### DIRECTION
Count the lines in the entries below that contain the string "shorts". Reply with the number alone.

┌──

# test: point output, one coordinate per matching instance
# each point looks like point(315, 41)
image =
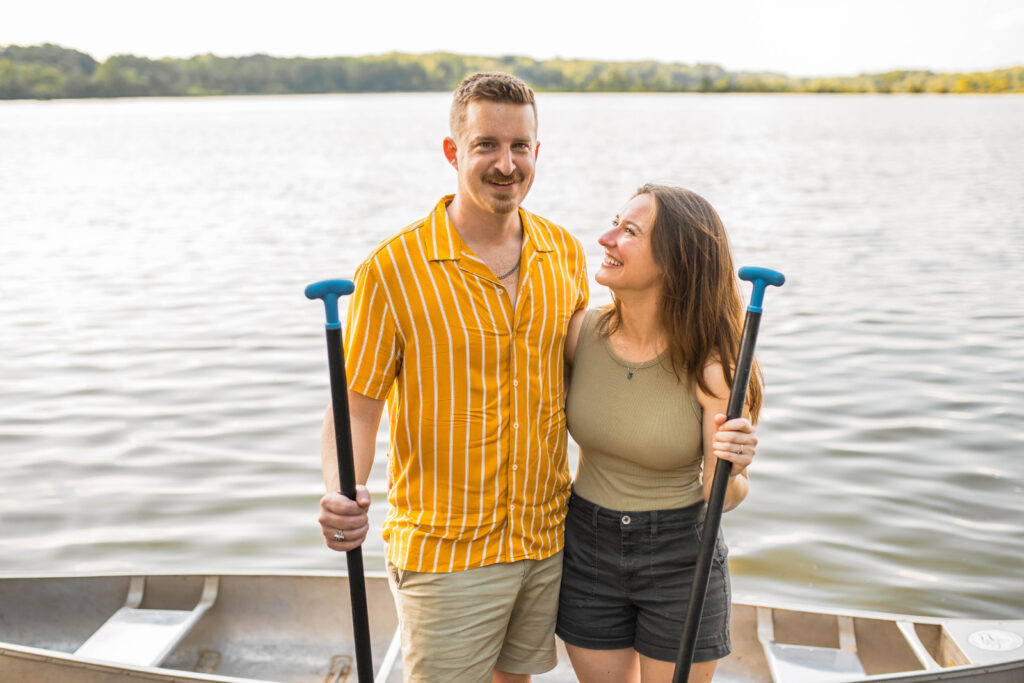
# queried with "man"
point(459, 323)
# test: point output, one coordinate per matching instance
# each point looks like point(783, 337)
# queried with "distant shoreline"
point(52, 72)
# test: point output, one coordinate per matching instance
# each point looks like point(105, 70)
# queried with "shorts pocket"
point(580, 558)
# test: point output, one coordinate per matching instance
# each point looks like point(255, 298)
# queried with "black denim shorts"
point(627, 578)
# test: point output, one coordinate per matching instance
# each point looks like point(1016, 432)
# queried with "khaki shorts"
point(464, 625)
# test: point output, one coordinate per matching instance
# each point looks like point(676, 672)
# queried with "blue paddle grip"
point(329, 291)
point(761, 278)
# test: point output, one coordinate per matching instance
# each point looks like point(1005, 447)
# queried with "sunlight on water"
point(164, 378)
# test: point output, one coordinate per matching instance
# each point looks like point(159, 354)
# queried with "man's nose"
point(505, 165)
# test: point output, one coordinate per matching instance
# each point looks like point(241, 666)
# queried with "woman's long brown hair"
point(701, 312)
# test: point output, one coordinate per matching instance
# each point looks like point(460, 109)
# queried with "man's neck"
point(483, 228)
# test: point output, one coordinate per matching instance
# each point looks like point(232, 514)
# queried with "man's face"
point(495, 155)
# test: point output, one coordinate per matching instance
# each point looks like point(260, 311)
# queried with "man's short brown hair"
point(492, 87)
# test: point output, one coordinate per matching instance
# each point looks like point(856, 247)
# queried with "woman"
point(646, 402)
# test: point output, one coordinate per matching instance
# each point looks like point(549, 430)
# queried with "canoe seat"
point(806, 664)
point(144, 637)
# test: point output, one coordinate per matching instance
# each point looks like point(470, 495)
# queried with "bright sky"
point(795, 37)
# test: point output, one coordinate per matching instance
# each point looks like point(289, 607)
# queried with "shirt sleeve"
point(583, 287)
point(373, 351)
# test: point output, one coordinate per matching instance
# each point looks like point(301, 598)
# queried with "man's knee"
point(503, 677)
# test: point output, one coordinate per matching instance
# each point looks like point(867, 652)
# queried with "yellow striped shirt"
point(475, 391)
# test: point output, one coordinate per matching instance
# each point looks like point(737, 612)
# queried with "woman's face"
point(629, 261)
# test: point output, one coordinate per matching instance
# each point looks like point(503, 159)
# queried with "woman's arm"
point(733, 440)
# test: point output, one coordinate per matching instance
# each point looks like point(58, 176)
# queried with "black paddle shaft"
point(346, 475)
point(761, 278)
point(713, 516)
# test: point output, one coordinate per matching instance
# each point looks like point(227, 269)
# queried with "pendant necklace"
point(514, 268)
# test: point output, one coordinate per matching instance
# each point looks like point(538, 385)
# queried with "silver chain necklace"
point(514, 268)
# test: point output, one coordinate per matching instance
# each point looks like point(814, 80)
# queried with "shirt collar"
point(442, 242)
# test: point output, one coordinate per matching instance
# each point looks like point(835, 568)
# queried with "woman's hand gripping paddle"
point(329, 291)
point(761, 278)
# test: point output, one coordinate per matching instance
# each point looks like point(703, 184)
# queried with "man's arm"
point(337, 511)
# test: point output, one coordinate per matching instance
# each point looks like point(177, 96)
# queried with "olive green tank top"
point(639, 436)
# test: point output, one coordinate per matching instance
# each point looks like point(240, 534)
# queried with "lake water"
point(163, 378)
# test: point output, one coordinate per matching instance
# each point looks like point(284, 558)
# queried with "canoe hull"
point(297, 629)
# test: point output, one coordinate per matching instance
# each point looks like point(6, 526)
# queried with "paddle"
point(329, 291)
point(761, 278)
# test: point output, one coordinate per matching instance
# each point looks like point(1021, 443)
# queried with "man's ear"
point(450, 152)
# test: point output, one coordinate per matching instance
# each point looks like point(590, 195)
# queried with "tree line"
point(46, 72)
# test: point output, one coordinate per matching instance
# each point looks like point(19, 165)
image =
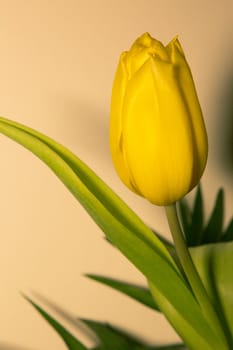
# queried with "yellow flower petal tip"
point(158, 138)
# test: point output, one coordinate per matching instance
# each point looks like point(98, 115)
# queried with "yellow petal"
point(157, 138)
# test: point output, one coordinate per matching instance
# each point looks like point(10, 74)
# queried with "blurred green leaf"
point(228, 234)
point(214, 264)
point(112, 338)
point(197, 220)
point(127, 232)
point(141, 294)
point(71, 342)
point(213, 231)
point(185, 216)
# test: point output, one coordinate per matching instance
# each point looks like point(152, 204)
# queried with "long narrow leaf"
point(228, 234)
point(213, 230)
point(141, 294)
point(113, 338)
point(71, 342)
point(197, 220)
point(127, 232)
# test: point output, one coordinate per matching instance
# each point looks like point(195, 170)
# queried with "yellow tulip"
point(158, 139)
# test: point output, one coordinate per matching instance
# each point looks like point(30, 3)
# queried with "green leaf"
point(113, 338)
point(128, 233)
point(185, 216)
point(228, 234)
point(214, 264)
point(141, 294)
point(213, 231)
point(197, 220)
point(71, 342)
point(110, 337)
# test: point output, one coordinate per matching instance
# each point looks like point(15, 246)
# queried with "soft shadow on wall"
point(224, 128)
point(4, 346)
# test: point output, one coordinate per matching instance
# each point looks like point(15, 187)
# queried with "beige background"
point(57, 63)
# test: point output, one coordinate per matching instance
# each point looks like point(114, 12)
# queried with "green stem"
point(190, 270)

└──
┌──

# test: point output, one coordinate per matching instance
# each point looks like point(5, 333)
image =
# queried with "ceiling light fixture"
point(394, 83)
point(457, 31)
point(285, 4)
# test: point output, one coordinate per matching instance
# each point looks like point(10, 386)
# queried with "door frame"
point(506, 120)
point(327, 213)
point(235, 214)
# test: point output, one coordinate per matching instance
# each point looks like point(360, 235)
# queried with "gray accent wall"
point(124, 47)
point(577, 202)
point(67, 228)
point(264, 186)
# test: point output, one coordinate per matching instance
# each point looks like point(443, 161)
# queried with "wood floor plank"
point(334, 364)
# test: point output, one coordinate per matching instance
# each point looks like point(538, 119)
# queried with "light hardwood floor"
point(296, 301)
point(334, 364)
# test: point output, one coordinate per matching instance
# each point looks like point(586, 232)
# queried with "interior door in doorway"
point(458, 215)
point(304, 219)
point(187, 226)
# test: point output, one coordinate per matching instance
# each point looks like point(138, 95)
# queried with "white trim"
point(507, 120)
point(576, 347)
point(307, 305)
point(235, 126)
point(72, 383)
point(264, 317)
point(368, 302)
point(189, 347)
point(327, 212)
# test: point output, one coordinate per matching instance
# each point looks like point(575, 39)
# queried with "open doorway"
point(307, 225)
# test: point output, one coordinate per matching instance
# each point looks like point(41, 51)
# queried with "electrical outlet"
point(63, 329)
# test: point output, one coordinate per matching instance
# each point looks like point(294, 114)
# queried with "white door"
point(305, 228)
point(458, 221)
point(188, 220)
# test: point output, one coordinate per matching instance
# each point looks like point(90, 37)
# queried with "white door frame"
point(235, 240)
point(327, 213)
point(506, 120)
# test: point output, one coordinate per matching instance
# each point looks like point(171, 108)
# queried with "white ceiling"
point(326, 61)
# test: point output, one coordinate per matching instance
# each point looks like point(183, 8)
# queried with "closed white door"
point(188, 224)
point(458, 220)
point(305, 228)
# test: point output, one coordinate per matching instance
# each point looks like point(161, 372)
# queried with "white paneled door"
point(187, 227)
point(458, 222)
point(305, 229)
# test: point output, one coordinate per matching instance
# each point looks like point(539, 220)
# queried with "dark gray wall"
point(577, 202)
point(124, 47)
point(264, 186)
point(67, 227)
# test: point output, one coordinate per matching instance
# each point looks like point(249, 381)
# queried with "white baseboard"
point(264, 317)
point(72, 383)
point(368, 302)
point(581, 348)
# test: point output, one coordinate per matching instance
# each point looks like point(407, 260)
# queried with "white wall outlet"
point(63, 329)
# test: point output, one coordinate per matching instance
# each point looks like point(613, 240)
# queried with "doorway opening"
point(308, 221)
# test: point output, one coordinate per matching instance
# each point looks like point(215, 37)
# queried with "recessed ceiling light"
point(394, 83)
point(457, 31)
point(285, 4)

└──

### RESPONSE FOR THIS EXERCISE
3